TASK DESCRIPTION |
Copy out all the text in the material below word for word, leaving out the pictures.

DATA SHOWN |

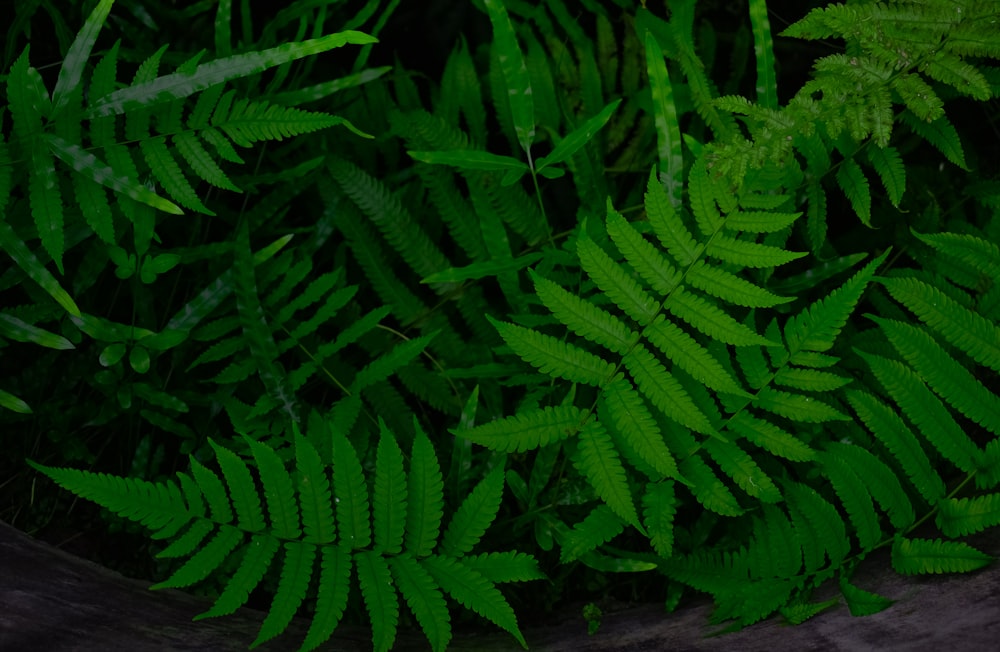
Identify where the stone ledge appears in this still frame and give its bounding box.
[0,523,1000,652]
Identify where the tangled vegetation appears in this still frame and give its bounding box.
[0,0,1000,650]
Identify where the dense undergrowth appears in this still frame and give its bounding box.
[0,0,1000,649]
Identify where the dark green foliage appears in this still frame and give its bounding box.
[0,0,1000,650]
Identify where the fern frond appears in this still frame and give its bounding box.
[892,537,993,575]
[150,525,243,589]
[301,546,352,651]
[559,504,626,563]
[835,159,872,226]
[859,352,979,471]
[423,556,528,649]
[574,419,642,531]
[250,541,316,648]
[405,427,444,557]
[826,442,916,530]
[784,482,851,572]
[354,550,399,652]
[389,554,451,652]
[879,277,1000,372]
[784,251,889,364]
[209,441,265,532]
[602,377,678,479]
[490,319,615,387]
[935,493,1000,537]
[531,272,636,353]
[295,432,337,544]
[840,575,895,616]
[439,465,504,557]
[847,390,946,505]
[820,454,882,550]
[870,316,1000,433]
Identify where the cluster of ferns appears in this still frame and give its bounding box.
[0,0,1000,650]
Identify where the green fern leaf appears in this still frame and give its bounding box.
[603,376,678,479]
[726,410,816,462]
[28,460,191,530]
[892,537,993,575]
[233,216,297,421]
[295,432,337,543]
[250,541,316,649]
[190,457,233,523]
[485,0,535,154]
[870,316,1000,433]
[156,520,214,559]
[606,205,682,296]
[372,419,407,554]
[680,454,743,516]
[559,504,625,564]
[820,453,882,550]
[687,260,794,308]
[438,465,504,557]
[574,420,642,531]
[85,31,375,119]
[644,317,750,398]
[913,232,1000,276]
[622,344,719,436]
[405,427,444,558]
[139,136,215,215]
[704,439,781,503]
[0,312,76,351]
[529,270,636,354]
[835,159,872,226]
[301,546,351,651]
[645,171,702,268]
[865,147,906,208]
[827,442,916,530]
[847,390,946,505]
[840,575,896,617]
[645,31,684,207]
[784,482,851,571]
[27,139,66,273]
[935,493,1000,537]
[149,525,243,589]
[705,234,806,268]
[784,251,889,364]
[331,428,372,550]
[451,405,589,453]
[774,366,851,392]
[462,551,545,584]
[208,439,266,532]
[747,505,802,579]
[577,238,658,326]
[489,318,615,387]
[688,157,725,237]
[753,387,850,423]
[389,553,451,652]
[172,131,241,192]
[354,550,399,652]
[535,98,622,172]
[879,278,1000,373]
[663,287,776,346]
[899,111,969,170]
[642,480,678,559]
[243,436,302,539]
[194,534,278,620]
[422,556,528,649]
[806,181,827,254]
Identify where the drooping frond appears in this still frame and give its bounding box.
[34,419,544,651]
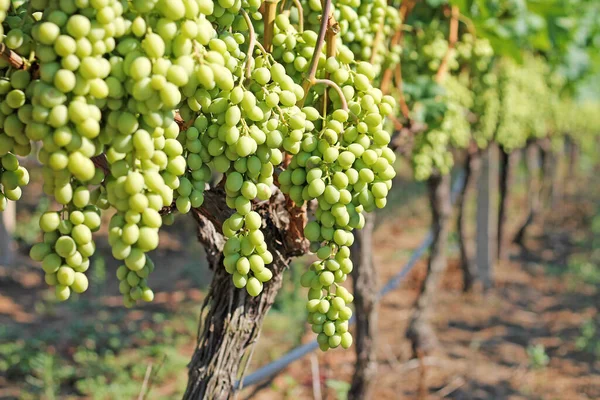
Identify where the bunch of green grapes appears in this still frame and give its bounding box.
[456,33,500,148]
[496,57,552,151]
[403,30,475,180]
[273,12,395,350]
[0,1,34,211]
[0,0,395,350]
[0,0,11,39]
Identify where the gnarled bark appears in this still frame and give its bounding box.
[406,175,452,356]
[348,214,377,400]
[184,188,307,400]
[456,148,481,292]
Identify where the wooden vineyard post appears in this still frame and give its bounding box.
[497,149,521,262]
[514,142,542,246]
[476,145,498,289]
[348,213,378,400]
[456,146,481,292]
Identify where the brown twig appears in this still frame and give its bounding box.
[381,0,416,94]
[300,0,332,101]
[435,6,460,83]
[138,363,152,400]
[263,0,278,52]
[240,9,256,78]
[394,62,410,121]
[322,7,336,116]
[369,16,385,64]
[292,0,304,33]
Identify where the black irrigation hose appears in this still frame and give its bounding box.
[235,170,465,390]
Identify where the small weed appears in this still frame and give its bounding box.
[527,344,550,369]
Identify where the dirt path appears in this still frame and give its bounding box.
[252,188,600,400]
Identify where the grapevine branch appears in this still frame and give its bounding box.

RESULT OF THIS EXERCISE |
Identify where the stone ledge appears in this still frame and give its bounding box.
[0,523,1000,652]
Identify where the tangled vegetation appears in this still frame and give its bounding box.
[0,0,1000,650]
Identify where the dense undergrowth appears in this still frame and give its bounding box.
[0,0,1000,649]
Identify where the dark green foliage appears in this still frame and give its bounding box.
[0,0,1000,650]
Identify where the fern frond appears in this still frame and give its bounding box.
[892,537,993,575]
[150,525,243,589]
[301,546,352,651]
[559,504,626,563]
[835,159,872,226]
[859,352,979,471]
[423,556,528,649]
[574,419,642,531]
[250,541,316,648]
[405,427,444,557]
[826,442,916,530]
[784,482,851,572]
[354,550,399,652]
[389,554,451,652]
[879,277,1000,372]
[784,251,889,364]
[209,441,265,532]
[602,377,678,479]
[490,319,615,387]
[935,493,1000,537]
[531,272,636,353]
[295,432,337,544]
[840,575,895,616]
[439,465,504,557]
[847,390,946,505]
[820,454,882,550]
[870,316,1000,433]
Identify where the cluster of ferns appears in this still frame and give its bounding box.
[0,0,1000,650]
Identify where the green fern leaf appears in this still frame and give its bounding box.
[603,376,678,479]
[726,410,816,462]
[28,460,191,530]
[892,537,993,575]
[233,216,297,421]
[295,432,337,543]
[250,541,316,649]
[190,457,233,523]
[485,0,535,154]
[870,316,1000,433]
[156,520,214,559]
[606,205,682,296]
[372,419,407,554]
[680,454,743,516]
[559,504,625,564]
[820,453,882,550]
[687,260,794,308]
[438,465,504,557]
[574,420,642,531]
[85,31,375,119]
[644,317,750,398]
[913,232,1000,276]
[622,344,719,436]
[405,427,444,558]
[139,136,215,215]
[704,439,781,503]
[0,312,76,351]
[529,270,636,354]
[835,159,872,226]
[301,546,351,651]
[645,171,702,268]
[865,147,906,208]
[827,442,916,530]
[847,390,946,505]
[840,575,896,617]
[645,31,684,207]
[784,482,851,571]
[27,139,66,273]
[935,493,1000,537]
[149,525,243,589]
[705,234,806,268]
[784,251,889,364]
[331,428,372,550]
[451,405,589,453]
[774,366,851,392]
[462,551,545,584]
[208,439,266,532]
[747,505,802,579]
[577,238,658,326]
[489,318,615,387]
[688,157,725,237]
[753,387,850,423]
[389,553,451,652]
[172,131,241,192]
[354,550,399,652]
[535,98,622,172]
[879,278,1000,373]
[663,287,776,346]
[899,111,969,170]
[642,480,678,559]
[243,436,302,539]
[194,534,278,620]
[422,556,528,649]
[806,181,827,254]
Identify where the drooping frond appears in this still frame and give its bounding box.
[34,419,544,651]
Identify where the bunch of green grapes appears in this still frame and give its bounding box.
[456,33,500,148]
[496,57,552,151]
[403,30,475,180]
[273,12,395,350]
[0,1,34,211]
[0,0,395,350]
[0,0,11,39]
Identify where the gnarled bark appears in this still frame and give its bounding box.
[406,175,452,356]
[348,214,377,400]
[184,188,307,400]
[456,148,481,292]
Identify where the wooden vineyard post appears in this still frame and give its bounding box.
[497,149,521,262]
[514,142,542,246]
[476,145,498,289]
[348,213,378,400]
[456,146,481,292]
Identify where the brown twig appears in this still frame and give its bounding box.
[381,0,416,94]
[300,0,332,101]
[435,6,460,83]
[138,363,152,400]
[263,0,278,52]
[240,9,256,78]
[394,62,410,121]
[322,7,336,116]
[369,16,385,64]
[292,0,304,33]
Identify where the black irrigation hose appears in this still frame and give its bounding box.
[235,170,465,390]
Identify where the small weed appears in this still frame and give its bounding box.
[527,344,550,369]
Identify where the dirt path appears in this still frame and give its bounding box.
[252,188,600,400]
Identify where the grapevine branch appears in this still frame and give its bounding box.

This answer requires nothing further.